● PROBLEM TO SOLVE:
The records are to be repeated in full, with the images removed.

** Opening RECORD EXCERPTS block **

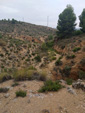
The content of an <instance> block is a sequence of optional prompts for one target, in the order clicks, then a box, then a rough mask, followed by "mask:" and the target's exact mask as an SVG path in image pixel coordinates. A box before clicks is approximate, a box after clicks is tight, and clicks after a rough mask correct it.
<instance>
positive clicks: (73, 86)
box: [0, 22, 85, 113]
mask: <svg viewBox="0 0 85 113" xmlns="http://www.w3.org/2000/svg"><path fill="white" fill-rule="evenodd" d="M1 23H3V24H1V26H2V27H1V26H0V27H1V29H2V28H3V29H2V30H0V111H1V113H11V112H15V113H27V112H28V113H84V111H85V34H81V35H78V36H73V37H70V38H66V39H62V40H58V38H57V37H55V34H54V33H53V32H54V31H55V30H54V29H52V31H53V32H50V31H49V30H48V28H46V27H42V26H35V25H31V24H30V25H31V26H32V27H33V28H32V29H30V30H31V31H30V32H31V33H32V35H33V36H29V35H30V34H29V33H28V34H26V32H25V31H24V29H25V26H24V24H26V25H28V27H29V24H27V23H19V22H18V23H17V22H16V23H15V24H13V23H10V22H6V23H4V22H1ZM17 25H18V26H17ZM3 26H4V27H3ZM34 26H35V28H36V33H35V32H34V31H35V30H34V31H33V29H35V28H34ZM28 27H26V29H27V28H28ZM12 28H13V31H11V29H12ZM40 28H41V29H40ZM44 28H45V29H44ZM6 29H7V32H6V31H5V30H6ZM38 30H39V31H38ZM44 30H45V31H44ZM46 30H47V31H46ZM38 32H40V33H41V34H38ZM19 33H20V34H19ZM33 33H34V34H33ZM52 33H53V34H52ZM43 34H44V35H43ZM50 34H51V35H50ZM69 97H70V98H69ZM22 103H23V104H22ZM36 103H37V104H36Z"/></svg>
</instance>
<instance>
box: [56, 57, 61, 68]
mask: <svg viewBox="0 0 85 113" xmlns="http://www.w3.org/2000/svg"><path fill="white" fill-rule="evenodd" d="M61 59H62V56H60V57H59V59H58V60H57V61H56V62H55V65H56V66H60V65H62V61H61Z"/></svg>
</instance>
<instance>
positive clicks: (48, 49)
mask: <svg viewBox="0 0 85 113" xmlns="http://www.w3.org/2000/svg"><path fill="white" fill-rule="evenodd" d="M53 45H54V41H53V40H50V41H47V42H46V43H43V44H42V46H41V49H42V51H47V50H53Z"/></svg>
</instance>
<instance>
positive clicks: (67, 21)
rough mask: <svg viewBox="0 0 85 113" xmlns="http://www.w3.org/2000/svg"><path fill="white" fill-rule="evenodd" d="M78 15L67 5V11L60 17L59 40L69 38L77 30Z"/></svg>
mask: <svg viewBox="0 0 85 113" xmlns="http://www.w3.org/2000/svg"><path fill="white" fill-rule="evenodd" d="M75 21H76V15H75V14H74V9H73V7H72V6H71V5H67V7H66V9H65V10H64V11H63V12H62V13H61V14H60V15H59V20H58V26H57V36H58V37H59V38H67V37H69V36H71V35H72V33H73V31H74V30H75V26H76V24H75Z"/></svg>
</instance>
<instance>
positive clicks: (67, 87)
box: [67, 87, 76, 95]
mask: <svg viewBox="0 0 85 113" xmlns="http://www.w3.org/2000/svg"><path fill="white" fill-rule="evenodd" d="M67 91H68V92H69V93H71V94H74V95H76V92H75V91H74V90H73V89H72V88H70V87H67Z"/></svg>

** Closing RECORD EXCERPTS block **

● EXERCISE RESPONSE:
The content of an <instance> block is a sequence of optional prompts for one target, in the order clicks, then a box, then a rough mask, followed by "mask:" and the target's exact mask as an SVG path in image pixel coordinates. A box before clicks is approximate, a box after clicks is tight, and clicks after a rough mask correct it.
<instance>
positive clicks: (73, 86)
box: [0, 22, 85, 113]
mask: <svg viewBox="0 0 85 113" xmlns="http://www.w3.org/2000/svg"><path fill="white" fill-rule="evenodd" d="M1 23H3V24H1V26H2V27H1V26H0V27H1V29H2V28H3V29H2V30H0V111H1V113H11V112H15V113H27V112H28V113H84V111H85V34H81V35H78V36H73V37H70V38H66V39H62V40H58V38H57V37H55V34H54V33H53V32H54V31H55V30H54V29H52V31H53V32H50V31H49V30H48V28H46V27H42V26H35V25H31V24H30V25H31V26H32V27H33V28H32V29H30V30H31V31H30V32H31V33H32V35H33V36H29V35H30V34H29V33H28V34H26V32H25V31H24V29H25V26H24V24H26V25H28V27H29V24H27V23H19V22H18V23H17V22H16V23H15V24H13V23H10V22H6V23H4V22H1ZM17 25H18V26H17ZM3 26H4V27H3ZM34 26H35V28H36V33H35V32H34V31H35V30H34V31H33V29H35V28H34ZM28 27H26V29H27V28H28ZM12 28H13V31H11V29H12ZM40 28H41V29H40ZM44 28H45V29H44ZM6 29H7V32H6V31H5V30H6ZM38 30H39V31H38ZM44 30H45V31H44ZM46 30H47V31H46ZM38 32H40V33H41V34H38ZM19 33H20V34H19ZM33 33H34V34H33ZM52 33H53V34H52ZM43 34H44V35H43ZM50 34H51V35H50ZM69 97H70V98H69ZM22 103H23V104H22ZM36 103H37V104H36Z"/></svg>
</instance>
<instance>
box: [56, 57, 61, 68]
mask: <svg viewBox="0 0 85 113" xmlns="http://www.w3.org/2000/svg"><path fill="white" fill-rule="evenodd" d="M61 59H62V56H60V57H59V59H58V60H57V61H56V62H55V65H56V66H60V65H62V61H61Z"/></svg>
</instance>
<instance>
positive clicks: (48, 49)
mask: <svg viewBox="0 0 85 113" xmlns="http://www.w3.org/2000/svg"><path fill="white" fill-rule="evenodd" d="M53 45H54V41H53V40H50V41H47V42H46V43H43V44H42V46H41V49H42V51H47V50H53Z"/></svg>
</instance>
<instance>
positive clicks: (67, 21)
rough mask: <svg viewBox="0 0 85 113" xmlns="http://www.w3.org/2000/svg"><path fill="white" fill-rule="evenodd" d="M78 15L67 5V11L60 17L59 40L69 38L77 30Z"/></svg>
mask: <svg viewBox="0 0 85 113" xmlns="http://www.w3.org/2000/svg"><path fill="white" fill-rule="evenodd" d="M75 21H76V15H75V14H74V9H73V7H72V6H71V5H67V7H66V9H65V10H64V11H63V12H62V13H61V14H60V15H59V20H58V26H57V36H58V37H59V38H67V37H69V36H71V35H72V33H73V31H74V30H75V26H76V24H75Z"/></svg>
</instance>
<instance>
positive clicks: (67, 87)
box: [67, 87, 76, 95]
mask: <svg viewBox="0 0 85 113" xmlns="http://www.w3.org/2000/svg"><path fill="white" fill-rule="evenodd" d="M67 91H68V92H69V93H71V94H74V95H76V92H75V91H74V90H73V89H72V88H70V87H67Z"/></svg>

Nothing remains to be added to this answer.